Convert the items below into a two-column CSV with the header query_text,answer_points and one row per item. Put each item's text and its answer in a single double-quoted field each, with every line break replaced by a space.

⁂

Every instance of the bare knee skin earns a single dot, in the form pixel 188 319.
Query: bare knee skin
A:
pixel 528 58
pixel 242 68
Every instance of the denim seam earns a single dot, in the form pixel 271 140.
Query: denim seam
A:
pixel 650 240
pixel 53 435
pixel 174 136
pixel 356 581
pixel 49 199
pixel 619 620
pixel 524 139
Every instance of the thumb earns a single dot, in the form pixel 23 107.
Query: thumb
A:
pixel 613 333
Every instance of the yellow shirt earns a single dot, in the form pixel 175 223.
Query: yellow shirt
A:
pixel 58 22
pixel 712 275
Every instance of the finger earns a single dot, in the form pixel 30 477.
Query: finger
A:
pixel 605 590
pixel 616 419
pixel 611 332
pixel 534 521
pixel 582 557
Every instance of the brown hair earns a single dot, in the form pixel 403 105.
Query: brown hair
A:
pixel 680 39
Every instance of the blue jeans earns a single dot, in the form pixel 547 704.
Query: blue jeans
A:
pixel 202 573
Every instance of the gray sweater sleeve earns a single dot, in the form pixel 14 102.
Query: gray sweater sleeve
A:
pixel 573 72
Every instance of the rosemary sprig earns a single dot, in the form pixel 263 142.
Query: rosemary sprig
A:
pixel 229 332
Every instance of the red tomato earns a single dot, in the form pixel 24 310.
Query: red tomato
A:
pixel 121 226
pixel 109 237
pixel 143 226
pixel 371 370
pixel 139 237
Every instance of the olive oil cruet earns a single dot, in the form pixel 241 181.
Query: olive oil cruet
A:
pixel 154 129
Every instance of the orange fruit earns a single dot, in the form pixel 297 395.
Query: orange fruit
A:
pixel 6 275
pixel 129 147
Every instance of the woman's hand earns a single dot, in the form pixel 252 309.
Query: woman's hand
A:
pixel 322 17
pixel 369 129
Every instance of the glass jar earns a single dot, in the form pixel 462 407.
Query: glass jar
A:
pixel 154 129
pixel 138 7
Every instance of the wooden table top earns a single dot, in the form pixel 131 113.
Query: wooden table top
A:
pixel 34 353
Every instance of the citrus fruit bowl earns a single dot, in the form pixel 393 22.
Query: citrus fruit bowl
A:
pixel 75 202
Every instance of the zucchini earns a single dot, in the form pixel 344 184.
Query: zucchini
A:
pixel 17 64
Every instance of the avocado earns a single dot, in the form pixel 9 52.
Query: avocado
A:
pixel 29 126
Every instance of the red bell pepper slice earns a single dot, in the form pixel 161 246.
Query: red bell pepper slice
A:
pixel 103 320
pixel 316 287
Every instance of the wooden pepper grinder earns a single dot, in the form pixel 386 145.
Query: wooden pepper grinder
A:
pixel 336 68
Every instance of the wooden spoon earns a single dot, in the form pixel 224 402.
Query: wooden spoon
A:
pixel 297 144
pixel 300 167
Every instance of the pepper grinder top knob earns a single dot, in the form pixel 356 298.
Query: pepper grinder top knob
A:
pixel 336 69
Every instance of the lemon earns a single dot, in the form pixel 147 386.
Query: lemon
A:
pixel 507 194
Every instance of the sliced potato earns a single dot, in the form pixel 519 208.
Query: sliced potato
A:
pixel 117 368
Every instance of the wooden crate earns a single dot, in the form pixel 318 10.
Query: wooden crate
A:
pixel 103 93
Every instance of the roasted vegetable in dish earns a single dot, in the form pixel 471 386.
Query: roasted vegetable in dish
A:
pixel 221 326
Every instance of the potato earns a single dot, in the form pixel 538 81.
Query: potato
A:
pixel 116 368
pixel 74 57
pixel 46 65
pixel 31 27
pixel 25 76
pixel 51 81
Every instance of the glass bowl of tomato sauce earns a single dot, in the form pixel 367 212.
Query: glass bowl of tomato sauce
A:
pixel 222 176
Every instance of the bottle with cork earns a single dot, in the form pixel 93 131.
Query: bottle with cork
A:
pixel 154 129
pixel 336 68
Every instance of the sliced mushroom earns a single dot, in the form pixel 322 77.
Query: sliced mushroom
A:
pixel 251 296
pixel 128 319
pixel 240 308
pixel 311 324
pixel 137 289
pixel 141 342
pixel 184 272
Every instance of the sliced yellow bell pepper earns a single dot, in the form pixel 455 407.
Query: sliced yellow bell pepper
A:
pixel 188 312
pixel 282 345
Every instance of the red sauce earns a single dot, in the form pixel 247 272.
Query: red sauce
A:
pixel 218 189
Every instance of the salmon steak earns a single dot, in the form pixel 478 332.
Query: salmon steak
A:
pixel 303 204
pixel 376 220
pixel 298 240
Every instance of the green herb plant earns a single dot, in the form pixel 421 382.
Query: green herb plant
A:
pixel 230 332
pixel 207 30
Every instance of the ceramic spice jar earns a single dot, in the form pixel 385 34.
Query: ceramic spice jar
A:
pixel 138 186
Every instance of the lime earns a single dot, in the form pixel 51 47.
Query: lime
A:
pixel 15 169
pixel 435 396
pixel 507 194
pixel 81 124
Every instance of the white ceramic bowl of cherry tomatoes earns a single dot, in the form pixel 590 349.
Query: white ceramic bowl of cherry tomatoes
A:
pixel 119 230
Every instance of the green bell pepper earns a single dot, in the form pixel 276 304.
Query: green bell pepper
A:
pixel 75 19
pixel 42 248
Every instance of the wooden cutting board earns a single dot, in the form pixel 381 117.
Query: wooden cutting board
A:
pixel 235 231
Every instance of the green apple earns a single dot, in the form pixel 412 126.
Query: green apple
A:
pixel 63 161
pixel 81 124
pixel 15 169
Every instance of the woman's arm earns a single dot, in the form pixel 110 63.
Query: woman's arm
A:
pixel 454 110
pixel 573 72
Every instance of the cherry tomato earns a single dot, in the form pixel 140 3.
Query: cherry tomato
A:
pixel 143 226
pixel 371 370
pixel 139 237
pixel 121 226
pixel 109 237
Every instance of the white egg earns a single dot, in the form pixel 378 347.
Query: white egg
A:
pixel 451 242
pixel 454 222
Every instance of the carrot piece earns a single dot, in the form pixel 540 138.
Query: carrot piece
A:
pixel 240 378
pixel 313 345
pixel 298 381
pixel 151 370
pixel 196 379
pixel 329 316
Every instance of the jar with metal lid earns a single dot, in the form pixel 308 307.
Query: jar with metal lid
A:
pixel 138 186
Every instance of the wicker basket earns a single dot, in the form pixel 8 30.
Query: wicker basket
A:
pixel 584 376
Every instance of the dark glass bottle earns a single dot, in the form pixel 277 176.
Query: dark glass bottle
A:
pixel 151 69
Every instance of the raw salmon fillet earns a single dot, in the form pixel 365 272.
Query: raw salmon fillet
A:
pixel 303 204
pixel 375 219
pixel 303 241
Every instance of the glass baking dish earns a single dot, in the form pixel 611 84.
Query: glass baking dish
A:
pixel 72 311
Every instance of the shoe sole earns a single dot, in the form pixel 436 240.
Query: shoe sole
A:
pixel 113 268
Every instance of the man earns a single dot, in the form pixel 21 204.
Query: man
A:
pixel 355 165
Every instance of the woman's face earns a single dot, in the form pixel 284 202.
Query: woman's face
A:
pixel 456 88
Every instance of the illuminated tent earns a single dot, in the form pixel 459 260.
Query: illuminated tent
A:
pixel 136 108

⁂

#### [SOLVED PROBLEM]
query_text,answer_points
"Every instance of the bare knee skin earns a single dot, in the form pixel 188 319. Query: bare knee skin A:","pixel 528 58 pixel 242 68"
"Every instance of the denim seam earns a single dot, in the form pixel 271 140. Query: denim seam A:","pixel 650 240 pixel 53 435 pixel 174 136 pixel 356 581 pixel 49 199 pixel 619 620 pixel 524 139"
"Every instance of the thumb earns a single dot, in the form pixel 23 107. Query: thumb A:","pixel 613 333"
"Every instance of the yellow shirt earns a single dot, in the form pixel 175 223. Query: yellow shirt A:","pixel 58 22 pixel 712 275"
"Every instance of the finger earns a single dot, in the form pixel 30 477. Query: finger A:","pixel 605 590 pixel 616 419 pixel 611 332 pixel 534 521 pixel 582 557"
"Every instance of the brown hair earns a single dot, in the form pixel 403 105. Query: brown hair A:","pixel 680 39"
"Every instance of the blue jeans earns a single dot, in the form pixel 547 704. Query: blue jeans A:","pixel 202 573"
"Every instance of the gray sweater sleeve earns a single dot, in the form pixel 14 102. Query: gray sweater sleeve A:","pixel 573 72"
"Every instance of the rosemary sprig earns a single dot, in the form pixel 263 142. Query: rosemary sprig A:","pixel 229 332"
"Every instance of the red tomato earns a single dot, in the form pixel 24 310. Query: red tomato A:","pixel 121 226 pixel 109 237 pixel 143 226 pixel 371 370 pixel 139 237"
"Every instance of the olive oil cruet earns a single dot, in the form pixel 241 181. Query: olive oil cruet A:","pixel 154 129"
"Every instance of the orange fruit earns a single dot, in the form pixel 297 395. Query: orange fruit A:","pixel 6 275 pixel 129 147"
"Every instance of the woman's hand earns a single dot, in the form pixel 252 309. Query: woman's hand A:","pixel 322 17 pixel 369 129"
"Every instance of the glass jar earns a single dot, in the form pixel 462 407. Query: glass jar A:","pixel 154 129 pixel 138 7"
"Every instance of the wooden table top earns a single dot, in the form pixel 131 113. Query: wooden table top A:","pixel 34 353"
"Every instance of the citrus fruit bowl earns a single dot, in the form pixel 393 22. Query: citrus fruit bowl A:","pixel 75 202"
"Every instance of the zucchini earns a single dot, in the form pixel 344 184. Query: zucchini A:","pixel 17 64"
"Every instance of the avocado earns a single dot, in the form pixel 9 52. Query: avocado A:","pixel 29 126"
"Every instance of the red bell pepper slice earns a single dot, in the form pixel 161 246. Query: red bell pepper slice A:","pixel 103 320 pixel 316 287"
"Every instance of the wooden pepper grinder earns a single dot, in the form pixel 386 145. Query: wooden pepper grinder A:","pixel 336 68"
"Every instance of the wooden spoon earns a single dot, in the form pixel 224 402. Query: wooden spoon A:","pixel 297 144 pixel 300 167"
"Every instance of the pepper grinder top knob earns a single dot, in the form pixel 356 298. Query: pepper grinder top knob A:","pixel 336 69"
"Every instance of the lemon earns a single dot, in the form pixel 147 386. Query: lemon A:","pixel 507 194"
"Every instance of the sliced potato earns a single dot, in the form pixel 519 208. Query: sliced potato A:","pixel 117 368"
"Every instance of the wooden crate earns a single dot, in the form pixel 318 10. Query: wooden crate A:","pixel 103 93"
"Every instance of the roasted vegetable in dish earns a single dot, in the form pixel 471 386. Query: roasted vegetable in dish A:","pixel 221 326"
"Every instance of the potato earns a single dot, in the form pixel 538 81. Query: potato A:","pixel 116 368 pixel 74 57 pixel 46 65 pixel 31 27 pixel 25 76 pixel 51 81"
"Every instance of the glass bowl of tomato sauce earns a single dot, in the form pixel 367 212. Query: glass bowl of tomato sauce A:","pixel 222 176"
"Every instance of the bottle with cork earns a single dot, in the form pixel 93 131. Query: bottle with cork A:","pixel 154 129 pixel 336 68"
"Every instance of the sliced mushroom earns a single dot, in the form pixel 322 77. Query: sliced mushroom A:","pixel 251 296 pixel 128 319 pixel 240 308 pixel 311 324 pixel 137 289 pixel 141 342 pixel 184 272"
"Every instance of the sliced yellow bell pepper earns a single dot, in the form pixel 455 407. Query: sliced yellow bell pepper A:","pixel 188 312 pixel 282 345"
"Every instance of the red sauce earns a single dot, in the form pixel 247 272. Query: red sauce A:","pixel 218 189"
"Every instance of the salmon steak earns a single dot, in the form pixel 478 332. Query: salmon steak A:","pixel 303 204 pixel 376 220 pixel 298 240"
"Every instance of the green herb plant earns a single dot, in the form pixel 421 382. Query: green herb plant A:","pixel 230 332 pixel 207 30"
"Every instance of the ceramic spice jar earns a single dot, in the form pixel 385 34. Query: ceramic spice jar A:","pixel 138 186"
"Every instance of the lime earns a single dot, in the form pixel 51 47. Query: lime A:","pixel 15 169 pixel 435 396 pixel 507 194 pixel 81 124"
"Every instance of the white ceramic bowl of cherry tomatoes earns a single dot, in the form pixel 590 349. Query: white ceramic bowl of cherry tomatoes A:","pixel 119 230"
"Every instance of the green bell pepper earns a single dot, in the form pixel 276 304. Query: green bell pepper A:","pixel 75 19 pixel 42 248"
"Every instance of the wooden cutting board earns a single dot, in the form pixel 381 117. Query: wooden cutting board A:","pixel 235 231"
"Every instance of the green apple earns a single dot, in the form pixel 412 126. Query: green apple A:","pixel 63 161 pixel 81 124 pixel 15 169"
"Every instance of the woman's arm earns a single dot, in the form pixel 110 63. Query: woman's arm A:","pixel 454 110 pixel 573 72"
"Every instance of the cherry tomato earns a single dot, in the form pixel 140 3. Query: cherry tomato A:","pixel 143 226 pixel 371 370 pixel 139 237 pixel 121 226 pixel 109 237"
"Every instance of the white egg earns a single dot, in the form pixel 378 347. Query: white egg A:","pixel 451 242 pixel 454 222"
"Every instance of the carrot piece earns a single dot, in the form pixel 540 138. Query: carrot piece A:","pixel 240 378 pixel 313 345 pixel 298 381 pixel 151 370 pixel 196 379 pixel 329 316"
"Every instance of the jar with metal lid earns a single dot, in the form pixel 308 307. Query: jar with metal lid A:","pixel 138 186"
"Every instance of the wicker basket earns a single dot, in the form pixel 8 30. Query: wicker basket A:","pixel 584 376"
"Every instance of the dark glass bottle earns a single dot, in the form pixel 277 176. Query: dark glass bottle A:","pixel 151 69"
"Every instance of the raw salmon fillet earns a single dot, in the form pixel 365 272. Query: raw salmon fillet A:","pixel 303 204 pixel 375 219 pixel 303 241"
"Every instance of the glass baking dish earns a single dot, in the form pixel 611 84. Query: glass baking dish A:","pixel 72 311"
"Every instance of the shoe sole earns a single dot, in the form pixel 436 240. Query: shoe sole A:","pixel 113 268"
"Every instance of the man earns a single dot, in the form pixel 21 204. Query: man A:","pixel 355 165"
"Every instance of the woman's face earns a single dot, in the form pixel 284 202. Query: woman's face A:","pixel 456 88"
"Every instance of the illuminated tent earns a single dot, in the form pixel 459 260. Query: illuminated tent A:","pixel 136 108"